- _WHAT NEEDS TO BE DONE_
Locate each line in the material below that contains the word "table" and copy every such line in full.

- _EXTRACTED DATA_
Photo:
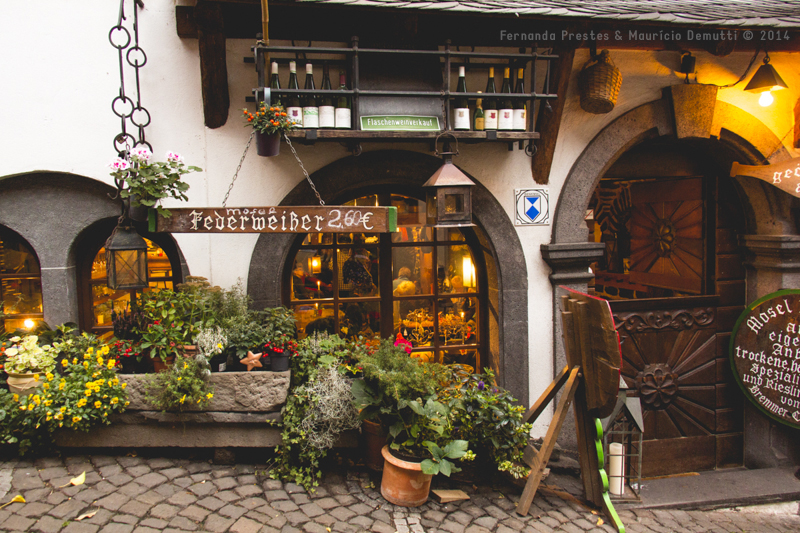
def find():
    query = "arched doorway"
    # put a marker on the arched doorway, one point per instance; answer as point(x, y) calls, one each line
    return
point(392, 171)
point(671, 220)
point(730, 134)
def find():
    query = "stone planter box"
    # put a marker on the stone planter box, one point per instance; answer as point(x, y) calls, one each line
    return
point(244, 413)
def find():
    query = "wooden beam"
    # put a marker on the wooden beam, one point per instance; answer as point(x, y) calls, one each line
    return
point(548, 121)
point(213, 66)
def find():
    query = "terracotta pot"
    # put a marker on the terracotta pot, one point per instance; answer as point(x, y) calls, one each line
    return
point(403, 482)
point(268, 145)
point(23, 383)
point(374, 436)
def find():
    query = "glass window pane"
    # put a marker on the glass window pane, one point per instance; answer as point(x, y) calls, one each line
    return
point(415, 265)
point(312, 276)
point(359, 272)
point(360, 319)
point(21, 296)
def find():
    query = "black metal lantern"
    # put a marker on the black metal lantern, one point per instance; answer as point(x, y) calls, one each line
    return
point(126, 259)
point(449, 194)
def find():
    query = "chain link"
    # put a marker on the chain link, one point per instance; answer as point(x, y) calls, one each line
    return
point(236, 174)
point(313, 188)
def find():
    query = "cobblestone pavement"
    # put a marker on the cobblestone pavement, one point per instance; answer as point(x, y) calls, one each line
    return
point(124, 494)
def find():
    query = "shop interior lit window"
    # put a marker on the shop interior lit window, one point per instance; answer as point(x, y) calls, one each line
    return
point(105, 300)
point(419, 284)
point(21, 282)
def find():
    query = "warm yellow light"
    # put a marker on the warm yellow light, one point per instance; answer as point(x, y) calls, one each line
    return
point(468, 270)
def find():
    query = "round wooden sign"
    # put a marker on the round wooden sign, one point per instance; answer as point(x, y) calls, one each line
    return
point(765, 355)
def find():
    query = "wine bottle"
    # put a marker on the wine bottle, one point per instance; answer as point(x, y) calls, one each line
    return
point(519, 104)
point(293, 108)
point(275, 83)
point(490, 103)
point(479, 118)
point(310, 108)
point(461, 104)
point(343, 120)
point(505, 119)
point(327, 112)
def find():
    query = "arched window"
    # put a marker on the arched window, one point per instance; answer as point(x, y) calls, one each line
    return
point(98, 301)
point(420, 283)
point(21, 282)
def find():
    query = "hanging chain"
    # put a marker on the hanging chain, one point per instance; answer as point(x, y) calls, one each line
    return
point(313, 188)
point(123, 106)
point(236, 174)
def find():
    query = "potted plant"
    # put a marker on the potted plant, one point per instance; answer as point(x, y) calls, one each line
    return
point(269, 123)
point(26, 362)
point(401, 391)
point(145, 183)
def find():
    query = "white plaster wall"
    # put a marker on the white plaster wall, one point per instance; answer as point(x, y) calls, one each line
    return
point(61, 74)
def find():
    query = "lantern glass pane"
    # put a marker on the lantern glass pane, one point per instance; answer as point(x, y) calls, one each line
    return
point(453, 203)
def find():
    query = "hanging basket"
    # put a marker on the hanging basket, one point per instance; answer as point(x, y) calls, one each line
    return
point(599, 83)
point(268, 145)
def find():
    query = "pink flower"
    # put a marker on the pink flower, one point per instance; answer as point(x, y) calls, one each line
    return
point(141, 153)
point(172, 157)
point(119, 164)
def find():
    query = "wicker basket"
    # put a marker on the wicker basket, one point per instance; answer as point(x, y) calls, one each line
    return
point(599, 83)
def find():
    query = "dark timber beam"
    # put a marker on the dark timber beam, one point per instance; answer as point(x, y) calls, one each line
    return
point(548, 121)
point(213, 67)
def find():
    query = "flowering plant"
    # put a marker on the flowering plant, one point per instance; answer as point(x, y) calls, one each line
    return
point(269, 120)
point(147, 182)
point(181, 386)
point(26, 356)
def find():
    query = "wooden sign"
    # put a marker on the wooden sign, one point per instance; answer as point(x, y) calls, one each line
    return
point(785, 176)
point(277, 219)
point(765, 355)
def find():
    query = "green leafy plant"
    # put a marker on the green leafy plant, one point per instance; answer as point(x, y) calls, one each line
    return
point(315, 412)
point(86, 393)
point(492, 420)
point(182, 385)
point(269, 120)
point(148, 182)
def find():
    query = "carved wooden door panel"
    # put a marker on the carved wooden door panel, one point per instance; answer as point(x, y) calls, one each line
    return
point(670, 358)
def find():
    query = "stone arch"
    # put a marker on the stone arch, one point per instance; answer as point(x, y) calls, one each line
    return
point(347, 178)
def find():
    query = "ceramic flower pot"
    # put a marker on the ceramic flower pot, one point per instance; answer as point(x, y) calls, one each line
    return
point(23, 383)
point(403, 482)
point(268, 145)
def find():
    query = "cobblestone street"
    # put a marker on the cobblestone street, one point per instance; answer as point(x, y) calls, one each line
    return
point(124, 494)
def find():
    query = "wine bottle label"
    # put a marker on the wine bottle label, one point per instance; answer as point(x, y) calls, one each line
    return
point(461, 119)
point(295, 115)
point(505, 119)
point(311, 117)
point(327, 116)
point(343, 117)
point(490, 120)
point(519, 119)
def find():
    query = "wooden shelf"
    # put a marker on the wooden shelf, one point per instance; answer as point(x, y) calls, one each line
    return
point(311, 136)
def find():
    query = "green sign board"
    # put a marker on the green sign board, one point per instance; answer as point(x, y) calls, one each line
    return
point(765, 355)
point(399, 123)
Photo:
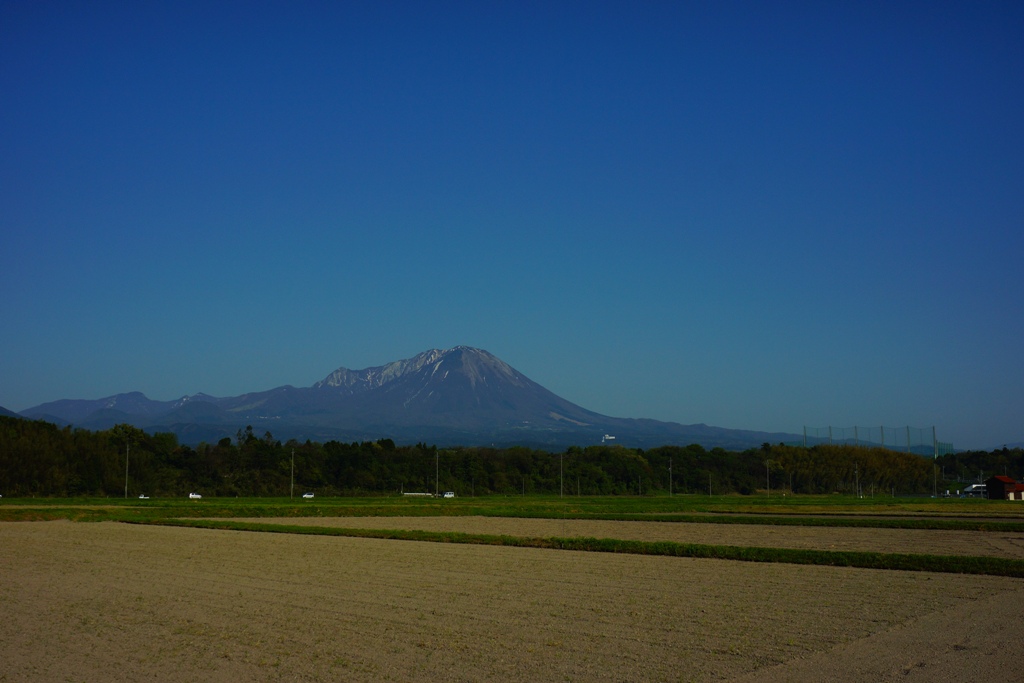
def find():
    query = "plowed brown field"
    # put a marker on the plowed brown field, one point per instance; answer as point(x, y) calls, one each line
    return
point(929, 542)
point(108, 601)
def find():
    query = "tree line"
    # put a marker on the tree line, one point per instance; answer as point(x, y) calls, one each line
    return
point(39, 459)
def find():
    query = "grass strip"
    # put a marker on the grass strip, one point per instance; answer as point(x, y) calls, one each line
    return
point(868, 560)
point(939, 524)
point(157, 511)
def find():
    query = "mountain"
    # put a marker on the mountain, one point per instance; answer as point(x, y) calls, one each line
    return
point(8, 414)
point(460, 395)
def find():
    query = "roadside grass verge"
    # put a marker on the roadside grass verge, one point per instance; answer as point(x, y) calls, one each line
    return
point(868, 560)
point(840, 514)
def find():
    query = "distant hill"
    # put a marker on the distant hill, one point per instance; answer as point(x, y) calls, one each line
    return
point(8, 414)
point(460, 395)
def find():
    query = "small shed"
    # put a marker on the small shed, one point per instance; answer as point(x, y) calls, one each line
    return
point(1003, 487)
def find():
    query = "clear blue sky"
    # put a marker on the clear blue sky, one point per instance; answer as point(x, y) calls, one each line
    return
point(757, 215)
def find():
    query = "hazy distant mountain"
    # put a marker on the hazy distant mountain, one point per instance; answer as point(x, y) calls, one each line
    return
point(460, 395)
point(8, 414)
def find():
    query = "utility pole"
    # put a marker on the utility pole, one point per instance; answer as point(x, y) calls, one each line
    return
point(127, 449)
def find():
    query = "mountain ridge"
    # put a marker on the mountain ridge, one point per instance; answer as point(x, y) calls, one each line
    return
point(461, 395)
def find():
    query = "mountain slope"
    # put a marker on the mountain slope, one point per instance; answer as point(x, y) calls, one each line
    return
point(460, 395)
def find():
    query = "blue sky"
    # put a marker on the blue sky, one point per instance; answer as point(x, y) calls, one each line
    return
point(753, 215)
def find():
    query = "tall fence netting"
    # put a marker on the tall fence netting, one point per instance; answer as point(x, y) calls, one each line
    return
point(921, 440)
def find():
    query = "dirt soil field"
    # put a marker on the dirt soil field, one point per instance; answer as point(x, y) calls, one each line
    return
point(930, 542)
point(109, 601)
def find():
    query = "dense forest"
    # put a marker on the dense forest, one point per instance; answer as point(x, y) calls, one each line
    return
point(41, 459)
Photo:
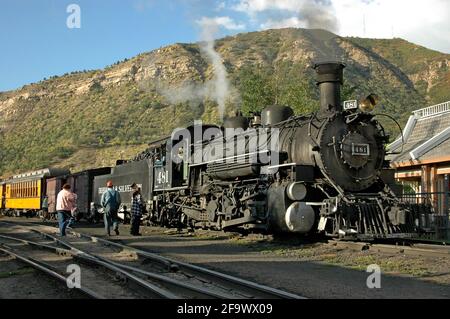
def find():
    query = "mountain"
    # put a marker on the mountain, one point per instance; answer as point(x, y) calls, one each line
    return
point(91, 118)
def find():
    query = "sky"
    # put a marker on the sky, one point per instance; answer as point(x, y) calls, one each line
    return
point(42, 38)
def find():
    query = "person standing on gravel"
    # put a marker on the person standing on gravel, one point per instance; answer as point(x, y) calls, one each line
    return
point(111, 202)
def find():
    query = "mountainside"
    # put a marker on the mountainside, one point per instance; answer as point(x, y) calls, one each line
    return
point(92, 118)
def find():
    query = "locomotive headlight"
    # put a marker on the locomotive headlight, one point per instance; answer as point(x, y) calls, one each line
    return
point(368, 104)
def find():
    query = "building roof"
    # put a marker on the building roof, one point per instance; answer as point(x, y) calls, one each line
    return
point(426, 137)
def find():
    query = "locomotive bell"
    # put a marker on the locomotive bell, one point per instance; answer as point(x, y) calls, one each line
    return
point(330, 77)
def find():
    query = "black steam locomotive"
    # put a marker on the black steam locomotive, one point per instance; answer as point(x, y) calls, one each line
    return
point(324, 172)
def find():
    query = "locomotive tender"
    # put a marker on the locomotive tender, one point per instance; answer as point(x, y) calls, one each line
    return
point(324, 172)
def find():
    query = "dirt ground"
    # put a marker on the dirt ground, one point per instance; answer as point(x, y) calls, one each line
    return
point(313, 270)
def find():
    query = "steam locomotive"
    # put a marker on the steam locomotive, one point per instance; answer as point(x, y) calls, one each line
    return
point(324, 172)
point(327, 172)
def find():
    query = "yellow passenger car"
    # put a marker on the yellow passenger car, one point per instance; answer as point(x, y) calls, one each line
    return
point(24, 192)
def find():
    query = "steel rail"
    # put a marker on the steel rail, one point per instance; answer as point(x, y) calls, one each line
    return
point(265, 290)
point(393, 249)
point(93, 258)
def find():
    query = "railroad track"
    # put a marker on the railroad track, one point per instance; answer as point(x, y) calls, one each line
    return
point(157, 276)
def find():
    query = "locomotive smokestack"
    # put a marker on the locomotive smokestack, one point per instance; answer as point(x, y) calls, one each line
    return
point(330, 77)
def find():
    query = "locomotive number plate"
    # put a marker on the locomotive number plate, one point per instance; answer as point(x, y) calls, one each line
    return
point(361, 149)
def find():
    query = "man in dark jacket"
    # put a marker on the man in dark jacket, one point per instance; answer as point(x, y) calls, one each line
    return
point(111, 202)
point(137, 208)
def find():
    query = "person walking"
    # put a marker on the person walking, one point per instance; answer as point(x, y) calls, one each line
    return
point(137, 208)
point(65, 203)
point(111, 202)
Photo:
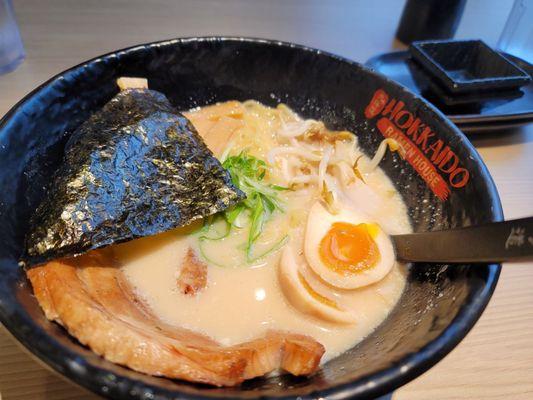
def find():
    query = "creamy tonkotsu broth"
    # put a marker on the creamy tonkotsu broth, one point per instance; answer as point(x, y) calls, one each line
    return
point(247, 292)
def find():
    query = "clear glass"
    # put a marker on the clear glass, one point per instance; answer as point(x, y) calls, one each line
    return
point(517, 36)
point(11, 47)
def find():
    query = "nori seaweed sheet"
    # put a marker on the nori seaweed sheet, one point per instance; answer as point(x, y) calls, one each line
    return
point(135, 168)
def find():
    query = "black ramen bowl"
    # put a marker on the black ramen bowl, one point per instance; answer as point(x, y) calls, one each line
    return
point(442, 180)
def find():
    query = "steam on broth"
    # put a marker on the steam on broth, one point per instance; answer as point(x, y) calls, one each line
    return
point(307, 252)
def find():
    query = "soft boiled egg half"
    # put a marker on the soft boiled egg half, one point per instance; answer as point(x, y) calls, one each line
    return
point(304, 297)
point(346, 249)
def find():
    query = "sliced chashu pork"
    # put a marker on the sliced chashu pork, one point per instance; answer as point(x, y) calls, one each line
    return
point(90, 297)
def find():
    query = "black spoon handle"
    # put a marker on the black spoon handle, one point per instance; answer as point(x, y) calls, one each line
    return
point(494, 242)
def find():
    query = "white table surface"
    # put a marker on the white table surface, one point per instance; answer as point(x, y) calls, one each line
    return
point(495, 361)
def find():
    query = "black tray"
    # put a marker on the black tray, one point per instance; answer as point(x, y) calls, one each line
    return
point(400, 67)
point(463, 66)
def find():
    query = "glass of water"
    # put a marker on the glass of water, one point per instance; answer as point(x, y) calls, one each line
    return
point(11, 47)
point(517, 36)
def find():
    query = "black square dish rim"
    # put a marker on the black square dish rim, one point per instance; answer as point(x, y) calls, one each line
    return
point(78, 369)
point(437, 70)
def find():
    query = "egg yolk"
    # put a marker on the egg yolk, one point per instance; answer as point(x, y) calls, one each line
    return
point(348, 248)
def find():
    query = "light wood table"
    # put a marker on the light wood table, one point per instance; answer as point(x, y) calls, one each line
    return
point(495, 361)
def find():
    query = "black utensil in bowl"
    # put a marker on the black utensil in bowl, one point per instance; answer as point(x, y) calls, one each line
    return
point(442, 180)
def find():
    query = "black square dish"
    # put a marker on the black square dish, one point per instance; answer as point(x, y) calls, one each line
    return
point(468, 65)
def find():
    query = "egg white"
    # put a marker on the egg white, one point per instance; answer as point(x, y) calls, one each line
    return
point(299, 296)
point(319, 222)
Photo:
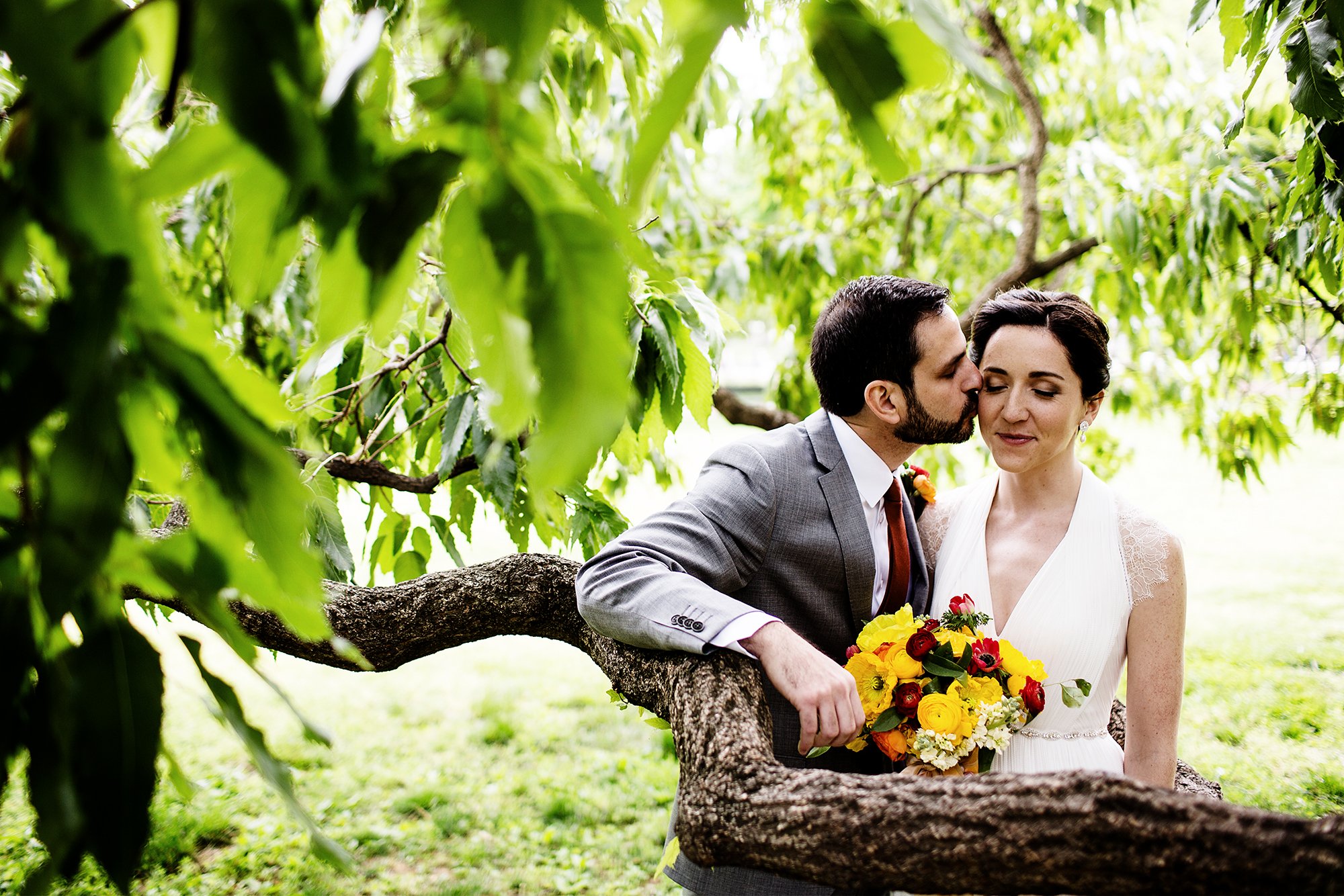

- _FINAL ANSWER_
    query = "white table surface"
    # put a marker on the white table surface, one point per instance; answer as point(x, y) calls, one each line
    query = "light wood table"
    # put a marker on the light wood table, one point per instance; answer as point(x, y) calls, one each line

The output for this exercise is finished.